> 待执行任务
从第一行开始，到含有"88], [212, 88]]"的那一行为止（首尾两行均包括在内），将这些行连同其中的请求重新写出，并把答案中的每个坐标值平移 -86；请求及其格式示例中的数字保持不变。

> 所给各行
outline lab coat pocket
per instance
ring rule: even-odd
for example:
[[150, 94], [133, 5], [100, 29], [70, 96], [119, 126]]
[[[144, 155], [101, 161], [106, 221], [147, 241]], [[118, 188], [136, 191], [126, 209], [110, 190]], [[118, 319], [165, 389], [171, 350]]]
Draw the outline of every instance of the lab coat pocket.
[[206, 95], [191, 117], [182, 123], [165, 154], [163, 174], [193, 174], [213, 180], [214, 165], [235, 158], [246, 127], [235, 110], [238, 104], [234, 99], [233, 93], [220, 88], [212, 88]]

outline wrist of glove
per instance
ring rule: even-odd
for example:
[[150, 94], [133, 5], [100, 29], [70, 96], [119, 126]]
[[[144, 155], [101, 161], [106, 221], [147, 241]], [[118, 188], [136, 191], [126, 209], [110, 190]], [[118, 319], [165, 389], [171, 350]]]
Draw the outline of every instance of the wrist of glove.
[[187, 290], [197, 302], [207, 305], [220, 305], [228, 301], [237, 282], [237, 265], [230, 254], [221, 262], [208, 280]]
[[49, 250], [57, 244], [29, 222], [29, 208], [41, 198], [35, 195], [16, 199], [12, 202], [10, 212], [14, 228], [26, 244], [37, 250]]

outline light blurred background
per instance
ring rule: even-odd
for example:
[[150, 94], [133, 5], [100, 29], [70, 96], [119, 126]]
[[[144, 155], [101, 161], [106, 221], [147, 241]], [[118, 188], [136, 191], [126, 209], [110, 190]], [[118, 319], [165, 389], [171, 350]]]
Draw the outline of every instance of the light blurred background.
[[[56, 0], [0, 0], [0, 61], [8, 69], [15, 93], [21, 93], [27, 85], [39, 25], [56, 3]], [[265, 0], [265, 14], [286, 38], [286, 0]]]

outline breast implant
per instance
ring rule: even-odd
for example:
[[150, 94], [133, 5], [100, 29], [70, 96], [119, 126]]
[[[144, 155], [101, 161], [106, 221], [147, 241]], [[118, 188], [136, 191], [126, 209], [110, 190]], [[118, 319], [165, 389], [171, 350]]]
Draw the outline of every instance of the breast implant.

> 输出结果
outline lab coat pocket
per instance
ring rule: even-odd
for example:
[[150, 94], [133, 5], [100, 29], [70, 96], [119, 126]]
[[[144, 155], [101, 161], [106, 221], [147, 241]], [[118, 188], [136, 191], [126, 209], [110, 190]], [[118, 319], [165, 389], [171, 350]]]
Draw the outline of every instance of the lab coat pocket.
[[120, 9], [105, 31], [96, 37], [79, 68], [77, 88], [107, 88], [127, 94], [128, 79], [149, 72], [160, 41], [149, 24], [152, 18], [148, 13], [147, 7], [134, 2], [126, 2]]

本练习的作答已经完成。